Dataset rows:

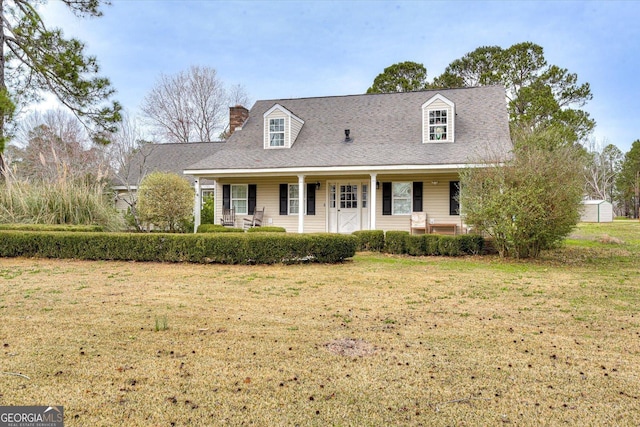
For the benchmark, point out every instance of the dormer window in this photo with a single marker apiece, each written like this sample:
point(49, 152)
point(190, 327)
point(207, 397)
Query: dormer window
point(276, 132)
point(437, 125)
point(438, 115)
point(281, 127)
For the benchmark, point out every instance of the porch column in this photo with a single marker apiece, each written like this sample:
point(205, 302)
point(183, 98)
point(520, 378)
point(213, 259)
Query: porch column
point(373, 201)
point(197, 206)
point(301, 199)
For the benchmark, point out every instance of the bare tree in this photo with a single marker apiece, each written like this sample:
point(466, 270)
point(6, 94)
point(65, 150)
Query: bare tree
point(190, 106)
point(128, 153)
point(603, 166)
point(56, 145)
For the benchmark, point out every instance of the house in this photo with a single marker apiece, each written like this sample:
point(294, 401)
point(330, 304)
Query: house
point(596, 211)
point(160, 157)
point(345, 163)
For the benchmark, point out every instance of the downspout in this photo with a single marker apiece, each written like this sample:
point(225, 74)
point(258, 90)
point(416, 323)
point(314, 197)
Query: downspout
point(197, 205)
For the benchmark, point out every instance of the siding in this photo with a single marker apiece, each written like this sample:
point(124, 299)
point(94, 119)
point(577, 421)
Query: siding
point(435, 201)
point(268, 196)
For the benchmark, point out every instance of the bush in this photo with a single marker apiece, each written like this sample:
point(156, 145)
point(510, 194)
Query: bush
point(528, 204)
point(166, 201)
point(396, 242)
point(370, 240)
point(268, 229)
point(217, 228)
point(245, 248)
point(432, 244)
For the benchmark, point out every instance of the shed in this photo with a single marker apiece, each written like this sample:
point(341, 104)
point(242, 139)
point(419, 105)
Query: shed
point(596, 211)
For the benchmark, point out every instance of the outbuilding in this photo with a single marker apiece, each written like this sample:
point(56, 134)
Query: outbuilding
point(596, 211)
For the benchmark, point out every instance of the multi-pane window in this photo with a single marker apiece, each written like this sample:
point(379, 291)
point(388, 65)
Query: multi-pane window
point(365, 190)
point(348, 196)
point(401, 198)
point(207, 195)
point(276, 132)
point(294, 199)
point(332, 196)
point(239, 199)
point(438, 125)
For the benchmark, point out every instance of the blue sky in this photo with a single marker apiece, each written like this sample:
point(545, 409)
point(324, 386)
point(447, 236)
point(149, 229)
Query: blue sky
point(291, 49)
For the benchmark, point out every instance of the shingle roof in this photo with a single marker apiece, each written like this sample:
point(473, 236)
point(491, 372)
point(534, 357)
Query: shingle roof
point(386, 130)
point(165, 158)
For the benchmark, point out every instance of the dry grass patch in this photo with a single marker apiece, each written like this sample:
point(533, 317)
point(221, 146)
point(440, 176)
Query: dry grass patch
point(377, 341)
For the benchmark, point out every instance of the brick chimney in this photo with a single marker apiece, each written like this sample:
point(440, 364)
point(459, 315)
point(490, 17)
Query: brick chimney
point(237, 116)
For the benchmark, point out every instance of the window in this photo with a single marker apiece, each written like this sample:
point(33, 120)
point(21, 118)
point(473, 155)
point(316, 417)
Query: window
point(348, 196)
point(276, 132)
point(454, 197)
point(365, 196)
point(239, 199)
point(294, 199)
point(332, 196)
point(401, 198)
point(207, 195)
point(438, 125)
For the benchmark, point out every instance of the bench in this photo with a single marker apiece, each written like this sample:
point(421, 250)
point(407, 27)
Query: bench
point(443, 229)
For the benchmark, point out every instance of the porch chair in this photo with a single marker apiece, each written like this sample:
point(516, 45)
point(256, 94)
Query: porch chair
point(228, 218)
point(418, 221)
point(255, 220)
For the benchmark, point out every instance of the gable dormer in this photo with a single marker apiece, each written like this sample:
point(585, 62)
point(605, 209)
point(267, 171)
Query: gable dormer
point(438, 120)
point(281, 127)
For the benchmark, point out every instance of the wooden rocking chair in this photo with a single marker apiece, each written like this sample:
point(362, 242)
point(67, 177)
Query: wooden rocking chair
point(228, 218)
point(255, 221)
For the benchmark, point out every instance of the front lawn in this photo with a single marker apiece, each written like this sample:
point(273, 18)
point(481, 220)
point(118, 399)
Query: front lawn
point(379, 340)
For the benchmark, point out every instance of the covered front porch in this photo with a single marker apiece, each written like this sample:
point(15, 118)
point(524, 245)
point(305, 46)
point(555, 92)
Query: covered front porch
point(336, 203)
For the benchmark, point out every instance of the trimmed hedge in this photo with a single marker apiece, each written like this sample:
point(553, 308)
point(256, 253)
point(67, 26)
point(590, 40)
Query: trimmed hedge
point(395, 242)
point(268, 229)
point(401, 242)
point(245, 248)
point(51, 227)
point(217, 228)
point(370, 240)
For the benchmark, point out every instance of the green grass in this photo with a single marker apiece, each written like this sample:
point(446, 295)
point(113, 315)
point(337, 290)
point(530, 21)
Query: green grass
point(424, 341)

Problem requirements: Copy every one of the records above character for character, leaving the pictures out.

Complete output:
For the benchmark, point out every instance of the dormer window in this photo with a single marker apiece, each written like this sample:
point(49, 152)
point(190, 327)
point(207, 397)
Query: dormer window
point(276, 132)
point(437, 125)
point(438, 115)
point(281, 127)
For the benchmark, point out every instance of the porch column in this photo with a single marker apiece, each written like this sample:
point(205, 302)
point(183, 98)
point(520, 378)
point(213, 259)
Query: porch column
point(373, 201)
point(197, 206)
point(301, 199)
For the benchmark, point out every instance of the bare tree in this photo with a single marker apiece, each written like this sample:
point(466, 270)
point(6, 94)
point(65, 150)
Query: bare tree
point(190, 106)
point(128, 153)
point(603, 166)
point(56, 145)
For the benchmark, point out every instance of the house in this photo with a single marker apiece, each written like this sample:
point(294, 401)
point(330, 304)
Query: house
point(596, 211)
point(160, 157)
point(345, 163)
For the benchmark, point out every instance of the downspout in this photo with a single marker apiece, each written like this sample:
point(225, 74)
point(258, 90)
point(416, 323)
point(314, 197)
Query: downspout
point(197, 205)
For the benchmark, point out every instance of the siding in this photo with a single marker apiece, each written like this sample:
point(124, 299)
point(94, 119)
point(577, 421)
Query: siding
point(435, 201)
point(268, 196)
For the benchmark, point out every instance of the bush in this photo with a single marker apiece, each written like this sample:
point(156, 145)
point(510, 194)
Query: bush
point(528, 204)
point(166, 201)
point(396, 242)
point(370, 240)
point(268, 229)
point(217, 228)
point(245, 248)
point(432, 244)
For the benchmark, point out every instance of the shed in this photo with a single marker apiece, each written like this sample:
point(341, 104)
point(242, 139)
point(419, 105)
Query: shed
point(596, 211)
For the benchmark, point out every instance of the outbuilding in this photo with a single marker apiece, each written like this sample:
point(56, 134)
Query: outbuilding
point(596, 211)
For the benchmark, point out every instance of the multi-pane window in this photo with a single marker apiece, each written like this sample:
point(379, 291)
point(388, 65)
Query: multi-pane window
point(365, 190)
point(348, 196)
point(401, 198)
point(207, 195)
point(276, 132)
point(294, 199)
point(332, 196)
point(239, 199)
point(438, 125)
For the benchmark, point out every instance of the blue sky in this photo with a single marker apiece, each written like this sample:
point(545, 409)
point(324, 386)
point(447, 236)
point(149, 229)
Query: blue sky
point(291, 49)
For the benchmark, point out every instance of the shingle roof in this photo with a single marker apiece, each written like this sample:
point(473, 236)
point(491, 372)
point(534, 357)
Query: shingle roof
point(386, 130)
point(165, 158)
For the benchmark, point out every instance of the dry grass patch in this photo with a single marker apiece, each written like this sample:
point(533, 317)
point(221, 146)
point(440, 176)
Query: dry grass patch
point(377, 341)
For the benchmark, point out every instance of the brick chimney in this photo with a single marker apiece, each written like this sample:
point(440, 364)
point(459, 315)
point(490, 17)
Query: brick chimney
point(237, 116)
For the benchmark, point out every instance of the window in this photo with a single marker apiece, each written like this sample:
point(33, 120)
point(21, 118)
point(473, 155)
point(316, 417)
Query: window
point(348, 196)
point(276, 132)
point(454, 197)
point(365, 196)
point(239, 199)
point(294, 199)
point(332, 196)
point(401, 198)
point(207, 195)
point(438, 125)
For the benchmark, point out every instance of the bench in this photo with a single marker apiece, each written like this sample:
point(421, 250)
point(407, 27)
Query: bench
point(443, 229)
For the benchmark, point out every instance of the porch chair in this photo with a single marker apiece, each written like this sample:
point(516, 45)
point(256, 94)
Query: porch chair
point(228, 218)
point(418, 221)
point(255, 220)
For the benchmark, point out every instance of the gable dormer in this photo with a single marker apiece, each written like this sample:
point(585, 62)
point(605, 209)
point(267, 171)
Query: gable dormer
point(438, 120)
point(281, 127)
For the benchmark, point out every instance of the wooden rocking chair in this photo with a single marker apiece, each written like this sample:
point(362, 242)
point(67, 177)
Query: wooden rocking chair
point(228, 218)
point(255, 221)
For the benchmark, point out every instance of the front lawn in this photo with a single marker apiece, each written like this sample:
point(273, 18)
point(481, 220)
point(118, 399)
Query: front lawn
point(379, 340)
For the benchmark, point out every instance of the covered front porch in this photo with a single marker apiece, each written like this sample:
point(15, 118)
point(524, 245)
point(305, 46)
point(555, 92)
Query: covered front porch
point(336, 203)
For the benchmark, point out every instance of the trimmed hedge in this photo with a single marker apiece, each written like this sample:
point(553, 308)
point(256, 253)
point(67, 26)
point(590, 40)
Query: trimmed hedge
point(395, 242)
point(268, 229)
point(401, 242)
point(245, 248)
point(51, 227)
point(217, 228)
point(370, 240)
For the benchmark, point out every instance of the green grass in this photo with a single marker apiece, each written like this sample:
point(446, 295)
point(113, 315)
point(337, 290)
point(530, 21)
Query: green grass
point(424, 341)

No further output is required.